Task description >> Each record, in full, must be restated word for word.

>>

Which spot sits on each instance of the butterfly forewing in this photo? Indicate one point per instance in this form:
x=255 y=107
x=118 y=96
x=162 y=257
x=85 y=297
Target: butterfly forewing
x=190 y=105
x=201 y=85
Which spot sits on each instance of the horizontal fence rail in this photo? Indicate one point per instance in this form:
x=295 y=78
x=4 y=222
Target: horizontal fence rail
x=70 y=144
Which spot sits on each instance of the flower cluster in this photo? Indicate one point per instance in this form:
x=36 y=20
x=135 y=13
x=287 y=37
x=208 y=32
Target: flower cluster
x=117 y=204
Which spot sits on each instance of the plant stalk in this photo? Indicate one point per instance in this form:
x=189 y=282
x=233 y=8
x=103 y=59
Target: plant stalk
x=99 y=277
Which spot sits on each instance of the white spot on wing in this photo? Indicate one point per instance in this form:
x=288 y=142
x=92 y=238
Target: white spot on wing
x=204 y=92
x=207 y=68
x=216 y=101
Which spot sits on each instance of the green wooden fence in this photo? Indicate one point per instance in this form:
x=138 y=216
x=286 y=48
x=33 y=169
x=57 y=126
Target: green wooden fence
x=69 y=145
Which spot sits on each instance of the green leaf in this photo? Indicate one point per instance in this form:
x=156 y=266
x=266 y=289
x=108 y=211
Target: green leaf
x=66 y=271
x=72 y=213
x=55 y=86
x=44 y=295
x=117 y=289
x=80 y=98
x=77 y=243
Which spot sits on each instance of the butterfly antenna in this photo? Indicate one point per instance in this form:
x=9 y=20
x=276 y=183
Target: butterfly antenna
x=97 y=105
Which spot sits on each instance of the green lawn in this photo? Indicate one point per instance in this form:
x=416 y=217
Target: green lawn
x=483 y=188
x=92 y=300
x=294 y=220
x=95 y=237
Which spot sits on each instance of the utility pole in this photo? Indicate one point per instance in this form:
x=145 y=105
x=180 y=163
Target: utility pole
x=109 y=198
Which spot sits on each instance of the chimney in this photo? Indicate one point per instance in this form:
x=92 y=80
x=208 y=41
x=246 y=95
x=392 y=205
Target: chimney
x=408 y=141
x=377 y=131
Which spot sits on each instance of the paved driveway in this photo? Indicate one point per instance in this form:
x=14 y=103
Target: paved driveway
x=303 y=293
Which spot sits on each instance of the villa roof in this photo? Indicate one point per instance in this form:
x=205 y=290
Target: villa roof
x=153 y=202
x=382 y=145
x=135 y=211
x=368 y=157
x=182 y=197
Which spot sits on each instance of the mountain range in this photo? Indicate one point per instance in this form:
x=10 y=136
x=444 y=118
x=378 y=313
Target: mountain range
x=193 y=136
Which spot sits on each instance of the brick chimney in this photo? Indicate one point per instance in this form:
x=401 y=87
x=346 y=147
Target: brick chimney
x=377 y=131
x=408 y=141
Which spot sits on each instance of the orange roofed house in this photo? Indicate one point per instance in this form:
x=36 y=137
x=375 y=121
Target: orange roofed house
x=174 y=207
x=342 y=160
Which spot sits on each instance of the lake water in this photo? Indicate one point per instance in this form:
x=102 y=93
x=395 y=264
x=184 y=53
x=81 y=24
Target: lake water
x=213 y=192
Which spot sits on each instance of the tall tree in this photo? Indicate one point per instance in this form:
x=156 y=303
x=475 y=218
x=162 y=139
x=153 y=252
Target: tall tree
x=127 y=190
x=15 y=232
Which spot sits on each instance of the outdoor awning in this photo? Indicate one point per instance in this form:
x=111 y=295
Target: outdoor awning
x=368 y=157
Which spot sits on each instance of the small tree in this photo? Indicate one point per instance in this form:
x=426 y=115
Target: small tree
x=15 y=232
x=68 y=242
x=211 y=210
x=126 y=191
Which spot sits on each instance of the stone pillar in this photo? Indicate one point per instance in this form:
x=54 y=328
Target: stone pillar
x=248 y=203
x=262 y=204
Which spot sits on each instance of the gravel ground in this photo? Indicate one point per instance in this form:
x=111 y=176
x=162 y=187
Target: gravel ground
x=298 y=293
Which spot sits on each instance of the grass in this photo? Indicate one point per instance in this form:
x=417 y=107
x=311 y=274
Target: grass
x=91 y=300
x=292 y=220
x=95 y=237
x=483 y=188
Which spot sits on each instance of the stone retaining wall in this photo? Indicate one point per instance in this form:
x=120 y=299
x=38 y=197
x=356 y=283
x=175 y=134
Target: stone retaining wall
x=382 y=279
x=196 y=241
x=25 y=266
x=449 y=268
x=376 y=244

<<

Result of the task >>
Which spot sits on each instance of the butterfly forewing in this photo? Indicate one point per instance in this form:
x=255 y=107
x=118 y=96
x=162 y=257
x=85 y=297
Target: butterfly forewing
x=190 y=105
x=201 y=85
Which spot sits on each instance of the horizontal fence rail in this photo? Indicate one point per instance in this form:
x=295 y=78
x=4 y=222
Target: horizontal fence rail
x=70 y=144
Which spot sits on each instance of the flower cluster in this photo? Indicate one point per instance in this form:
x=36 y=20
x=135 y=13
x=287 y=37
x=208 y=32
Target: flower cluster
x=117 y=204
Which spot sits on each instance of the plant stalk in this photo? Indicate one point per instance in this form:
x=189 y=282
x=233 y=8
x=103 y=59
Target: plant stalk
x=99 y=277
Which spot sits on each instance of the white spot on wing in this photo? Indicate one point per instance in this form:
x=288 y=142
x=92 y=238
Target: white spot on wing
x=204 y=92
x=207 y=68
x=216 y=101
Which spot sits on each instance of the green wooden fence in this photo? Indicate one point per instance in this form:
x=138 y=216
x=286 y=48
x=33 y=169
x=57 y=126
Target: green wooden fence
x=69 y=145
Which spot sits on each instance of the green leaf in this photo? Indicate one point per instance in this form:
x=156 y=266
x=266 y=289
x=108 y=211
Target: green leaf
x=66 y=271
x=72 y=213
x=55 y=86
x=44 y=295
x=117 y=289
x=80 y=98
x=77 y=243
Which spot sits on each instance of the butterfly antenna in this photo? Indicate one point per instance in this form:
x=9 y=20
x=276 y=183
Target: butterfly antenna
x=97 y=105
Which spot sits on each instance of the green lawn in this photo? Indicate one point per instance in this form:
x=416 y=217
Target: green lawn
x=483 y=188
x=92 y=300
x=294 y=220
x=95 y=237
Which spot sits on each instance of the utility pole in this photo? Indicate one point per instance in this form:
x=145 y=105
x=180 y=163
Target: utility pole
x=109 y=198
Which spot sits on each instance of the chimney in this photo? Indicate one point per instance in this form:
x=92 y=80
x=208 y=41
x=246 y=95
x=392 y=205
Target: chimney
x=408 y=141
x=377 y=131
Which spot sits on each instance of the paved driveway in this photo? Indicate one point per instance in this form:
x=14 y=103
Target: paved driveway
x=303 y=293
Which spot sits on each instance of the villa roof in this photo? Indicate one point per instance in this form:
x=205 y=290
Target: villa roof
x=153 y=202
x=382 y=145
x=135 y=211
x=368 y=157
x=182 y=197
Which spot sits on each instance of the mountain range in this photo? Indicate one point per instance in this form:
x=10 y=136
x=444 y=118
x=378 y=313
Target: mountain range
x=193 y=136
Which spot sits on each instance of the brick chimney in this photo? Indicate one point per instance in this form:
x=401 y=87
x=346 y=147
Target: brick chimney
x=377 y=131
x=408 y=141
Which spot sits on each instance of the orange roofed house in this photo? Indicate one point per instance in this form:
x=36 y=137
x=375 y=121
Target: orange roofed house
x=174 y=207
x=342 y=160
Which spot sits on each instance of the lake water in this photo? Indicate one point per instance in this form:
x=102 y=93
x=395 y=264
x=184 y=53
x=81 y=24
Target: lake water
x=213 y=192
Which spot sits on each instance of the tall tree in this photo? Indicate one point per instance in this form:
x=156 y=303
x=475 y=218
x=162 y=139
x=153 y=252
Target: tall tree
x=127 y=190
x=15 y=232
Which spot sits on each instance of the outdoor awning in this photo? Indicate one point per instance in this form:
x=111 y=295
Target: outdoor awning
x=368 y=157
Which spot sits on each instance of the small tree in this photo? Indicate one point per instance in this form:
x=426 y=115
Target: small tree
x=15 y=232
x=68 y=242
x=211 y=210
x=126 y=191
Which spot sits on each instance of the stone pillar in this photo? Indicate one point per instance in this form:
x=54 y=328
Target: stone pillar
x=248 y=203
x=262 y=204
Which spot sits on each instance of the gravel ground in this photo? Indicate one point per instance in this form:
x=111 y=176
x=162 y=187
Target: gravel ground
x=298 y=293
Which spot sits on each instance of the grass in this photo? Indicate one point per instance in this form:
x=417 y=107
x=311 y=274
Target: grass
x=91 y=300
x=292 y=220
x=95 y=237
x=483 y=188
Which spot sits on each instance of the stone retaining wall in this photo? Indicate one point per instance in this form:
x=120 y=299
x=38 y=197
x=356 y=283
x=175 y=134
Target: stone retaining wall
x=382 y=279
x=196 y=241
x=25 y=266
x=449 y=268
x=376 y=244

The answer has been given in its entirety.